## Texto proporcionado
——
En
Benín, un país donde las tasas de pobreza superan el 50%, la
distribución ilegal de combustible es una importante fuente de empleo y
también un lastre para el Estado, que deja de ingresar más de 200
millones de euros al año
En Benín, un país donde las tasas de pobreza superan el 50%, la distribución ilegal de combustible es una importante fuente de empleo y también un lastre para el Estado, que deja de ingresar más de 200 millones de euros al año
En Benín casi no existen gasolineras. La mayoría ha cerrado por no poder competir con los precios del combustible de contrabando que llega de Nigeria, el mayor productor de África, que hace frontera con la pequeña excolonia francesa. El país cuenta con una vasta red de tráfico ilegal que abastece a la población en todos los rincones, desde las grandes ciudades a los pequeños pueblos.
La periodista de la televisión nacional ORTB Abiath Oumarou asegura que desde hace cuatro décadas los contrabandistas de Benín, que se encuentra entre Togo y Nigeria y desemboca en el Golfo de Guinea, se lucran de este negocio irregular que emergió ante la necesidad de carburante en el país. “Antes de que yo naciera ya existía el contrabando de gasolina”, explica la reportera. “He crecido, he sido madre y todavía sigue habiendo tráfico de carburante. Está en todas partes”.
“Hay tan sólo una estación de servicio por cada 20.000 habitantes”, afirma el economista beninés Bio Soulé, del Laboratorio de Análisis Regional y Especialización Social (LARES. En las pocas gasolineras que hay, “el litro de carburante cuesta hasta 250 francos CFA más (0,38 euros) que en los puestos de la calle”, añade.
“Nosotros sabemos que nuestra actividad hace que la economía del país esté por los suelos”, afirma contundentemente Henri Assogba, jefe de los traficantes de los departamentos Atlántico y Litoral. Allí se encuentran las dos ciudades más importantes del país, Cotonou y Porto Novo, la capital. Bio Soulé lo confirma. “El Estado beninés deja de ingresar alrededor de 150.000 millones de francos CFA al año (unos 228 millones de euros), ya que no percibe impuestos directos ni indirectos del negocio ilegal de la gasolina”, puntualiza.
Los jefes del tráfico de gasolina han
alcanzado un gran poder en Benín. Oumarou cuenta que hay muchos
diputados en el Parlamento que están implicados en el contrabando de
carburante nigeriano. La periodista afirma que gracias a los grandes
traficantes la mayor parte de la población tiene trabajo y puede hacer
frente a la elevada tasa de pobreza, que superó en 2011 el 50%, según
datos del Banco Mundial (el país ocupa el puesto 166 de 187 en el Índice
de Desarrollo Humano). Además, los políticos se han rendido a sus pies.
——
## Instrucción A
Sustituye "Parlamento" por "Congreso" en el fragmento del texto sobre el contrabando de combustible en Benín que va de "Los jefes del" a "a sus pies.", ambos incluidos, y escribe el fragmento completo con el cambio.
——
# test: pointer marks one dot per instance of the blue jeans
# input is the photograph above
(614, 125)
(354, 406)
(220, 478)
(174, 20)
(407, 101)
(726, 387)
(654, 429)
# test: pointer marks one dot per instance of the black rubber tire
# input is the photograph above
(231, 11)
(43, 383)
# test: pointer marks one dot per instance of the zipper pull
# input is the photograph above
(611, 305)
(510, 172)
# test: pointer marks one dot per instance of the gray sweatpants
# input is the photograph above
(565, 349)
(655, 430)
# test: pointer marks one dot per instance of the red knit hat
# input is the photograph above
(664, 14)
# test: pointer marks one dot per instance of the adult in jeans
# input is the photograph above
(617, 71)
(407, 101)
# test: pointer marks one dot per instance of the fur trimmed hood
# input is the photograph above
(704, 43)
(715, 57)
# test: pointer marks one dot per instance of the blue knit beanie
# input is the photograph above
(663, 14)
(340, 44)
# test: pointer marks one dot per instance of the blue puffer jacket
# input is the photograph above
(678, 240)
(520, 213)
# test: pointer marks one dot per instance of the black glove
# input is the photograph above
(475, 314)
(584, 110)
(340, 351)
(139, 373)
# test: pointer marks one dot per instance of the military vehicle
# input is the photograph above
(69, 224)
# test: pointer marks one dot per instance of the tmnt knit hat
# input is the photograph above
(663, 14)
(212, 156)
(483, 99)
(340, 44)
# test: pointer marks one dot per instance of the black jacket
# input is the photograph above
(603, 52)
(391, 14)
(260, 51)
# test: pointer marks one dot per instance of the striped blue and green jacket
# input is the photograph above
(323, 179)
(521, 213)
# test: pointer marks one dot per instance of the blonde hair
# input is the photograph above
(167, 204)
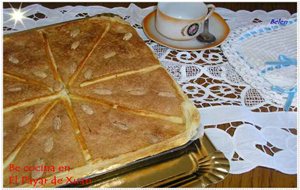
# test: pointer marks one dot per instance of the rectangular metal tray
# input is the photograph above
(197, 163)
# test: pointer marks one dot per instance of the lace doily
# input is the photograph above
(251, 130)
(249, 48)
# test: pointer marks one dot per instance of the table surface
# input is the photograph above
(258, 177)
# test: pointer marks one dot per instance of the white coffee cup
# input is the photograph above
(181, 21)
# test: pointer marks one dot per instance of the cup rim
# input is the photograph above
(175, 18)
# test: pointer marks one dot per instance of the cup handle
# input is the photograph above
(211, 9)
(193, 29)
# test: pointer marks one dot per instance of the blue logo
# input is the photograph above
(279, 21)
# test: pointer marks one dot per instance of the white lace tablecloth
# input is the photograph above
(250, 130)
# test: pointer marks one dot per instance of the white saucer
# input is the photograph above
(217, 26)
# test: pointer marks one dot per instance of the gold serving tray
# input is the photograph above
(197, 164)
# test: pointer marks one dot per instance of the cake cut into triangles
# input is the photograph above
(88, 94)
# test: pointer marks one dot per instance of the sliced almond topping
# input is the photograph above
(72, 68)
(137, 92)
(120, 29)
(40, 74)
(75, 45)
(48, 146)
(127, 36)
(120, 125)
(167, 94)
(36, 174)
(26, 119)
(57, 86)
(109, 55)
(57, 123)
(13, 59)
(87, 109)
(14, 89)
(88, 74)
(102, 91)
(75, 32)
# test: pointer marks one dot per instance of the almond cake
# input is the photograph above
(88, 94)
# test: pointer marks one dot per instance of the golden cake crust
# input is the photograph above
(91, 95)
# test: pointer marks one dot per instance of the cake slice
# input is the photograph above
(118, 104)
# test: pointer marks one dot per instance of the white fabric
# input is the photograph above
(220, 93)
(249, 48)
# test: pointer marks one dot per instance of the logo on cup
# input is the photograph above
(193, 29)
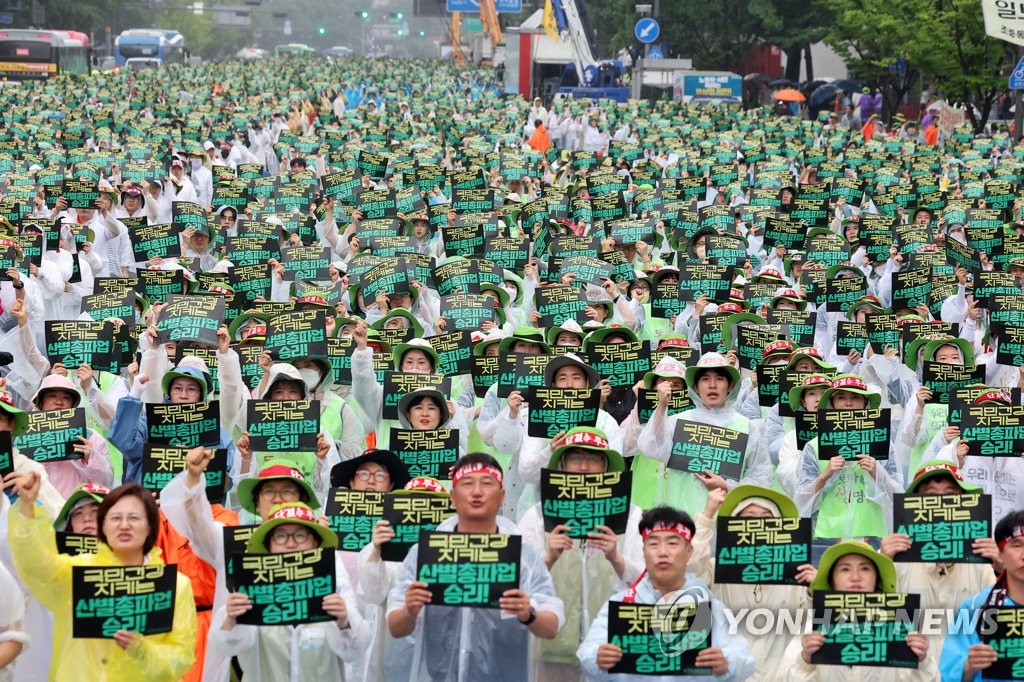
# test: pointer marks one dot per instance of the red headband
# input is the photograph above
(478, 468)
(1016, 531)
(662, 526)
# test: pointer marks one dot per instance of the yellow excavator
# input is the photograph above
(492, 29)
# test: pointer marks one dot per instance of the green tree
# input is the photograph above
(940, 41)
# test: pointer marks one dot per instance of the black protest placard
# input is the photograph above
(283, 426)
(455, 350)
(185, 424)
(941, 378)
(883, 332)
(752, 340)
(910, 288)
(105, 599)
(942, 527)
(51, 435)
(1006, 309)
(75, 343)
(390, 275)
(559, 303)
(586, 269)
(784, 232)
(553, 411)
(285, 589)
(622, 364)
(642, 630)
(80, 194)
(74, 544)
(468, 311)
(840, 293)
(161, 241)
(1010, 346)
(306, 262)
(297, 334)
(117, 304)
(410, 516)
(195, 318)
(647, 403)
(865, 628)
(850, 336)
(352, 515)
(850, 433)
(768, 388)
(468, 569)
(162, 463)
(1007, 637)
(698, 280)
(158, 285)
(396, 384)
(761, 551)
(992, 429)
(666, 300)
(584, 501)
(697, 448)
(800, 324)
(426, 453)
(188, 214)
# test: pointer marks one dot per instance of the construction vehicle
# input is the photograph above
(586, 77)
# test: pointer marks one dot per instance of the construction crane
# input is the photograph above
(492, 30)
(586, 77)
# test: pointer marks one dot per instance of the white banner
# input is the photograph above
(1005, 19)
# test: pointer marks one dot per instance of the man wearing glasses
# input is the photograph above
(375, 471)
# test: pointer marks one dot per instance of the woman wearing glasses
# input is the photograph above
(128, 523)
(308, 651)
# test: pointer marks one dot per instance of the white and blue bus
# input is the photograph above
(163, 44)
(32, 54)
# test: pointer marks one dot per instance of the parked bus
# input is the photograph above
(164, 44)
(293, 48)
(31, 54)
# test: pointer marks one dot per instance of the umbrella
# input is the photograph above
(788, 94)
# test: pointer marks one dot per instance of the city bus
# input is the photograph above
(293, 48)
(164, 44)
(32, 54)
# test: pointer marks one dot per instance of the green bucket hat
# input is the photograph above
(784, 507)
(587, 437)
(931, 344)
(885, 565)
(291, 512)
(934, 468)
(712, 361)
(19, 416)
(84, 493)
(414, 324)
(852, 384)
(273, 470)
(527, 334)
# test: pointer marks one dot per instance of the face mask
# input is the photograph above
(310, 377)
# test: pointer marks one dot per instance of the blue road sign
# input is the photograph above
(1017, 78)
(647, 30)
(510, 6)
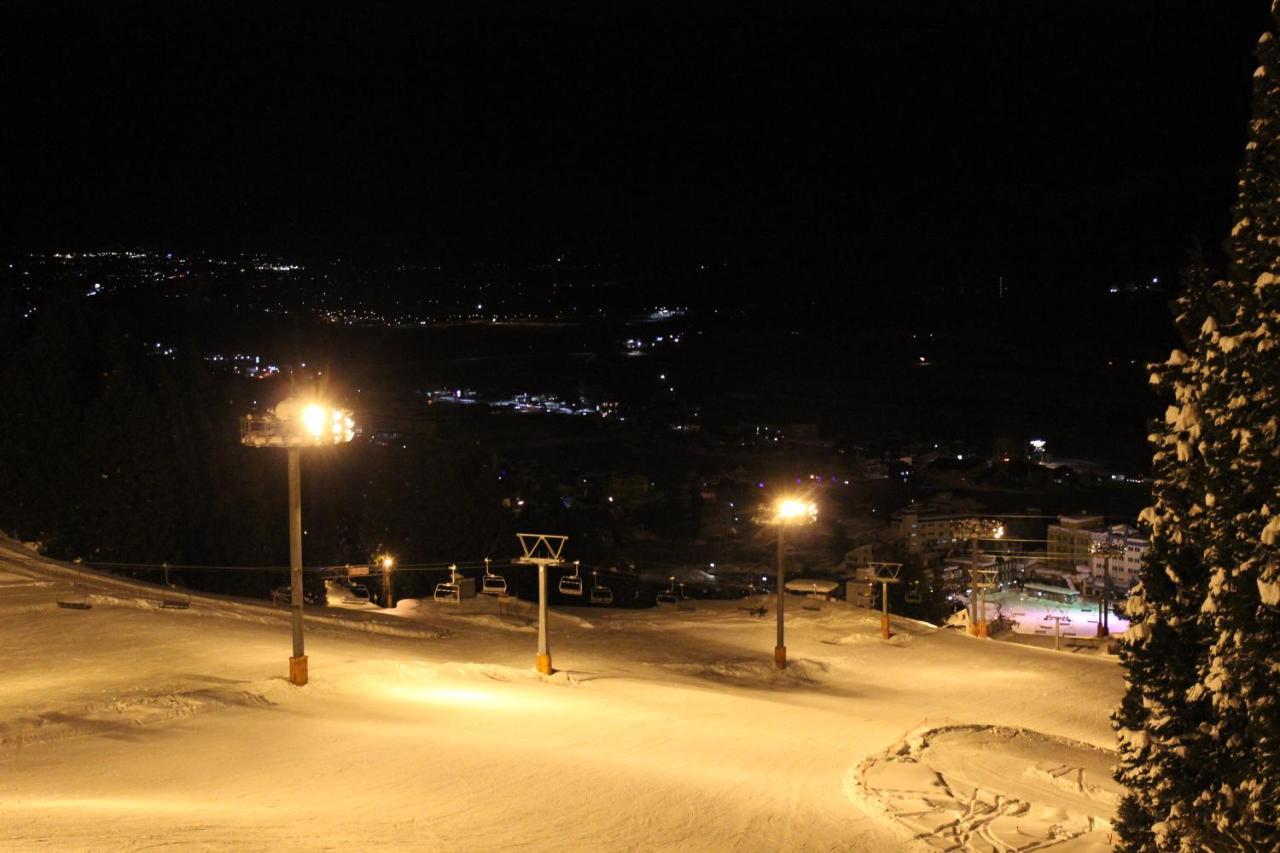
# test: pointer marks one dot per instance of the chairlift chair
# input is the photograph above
——
## Instrucción B
Determina cuántas líneas de los registros contienen la palabra "knit" y responde solo con el número.

## Resultado correcto A
Los jefes del tráfico de gasolina han
alcanzado un gran poder en Benín. Oumarou cuenta que hay muchos
diputados en el Congreso que están implicados en el contrabando de
carburante nigeriano. La periodista afirma que gracias a los grandes
traficantes la mayor parte de la población tiene trabajo y puede hacer
frente a la elevada tasa de pobreza, que superó en 2011 el 50%, según
datos del Banco Mundial (el país ocupa el puesto 166 de 187 en el Índice
de Desarrollo Humano). Además, los políticos se han rendido a sus pies.

## Resultado correcto B
3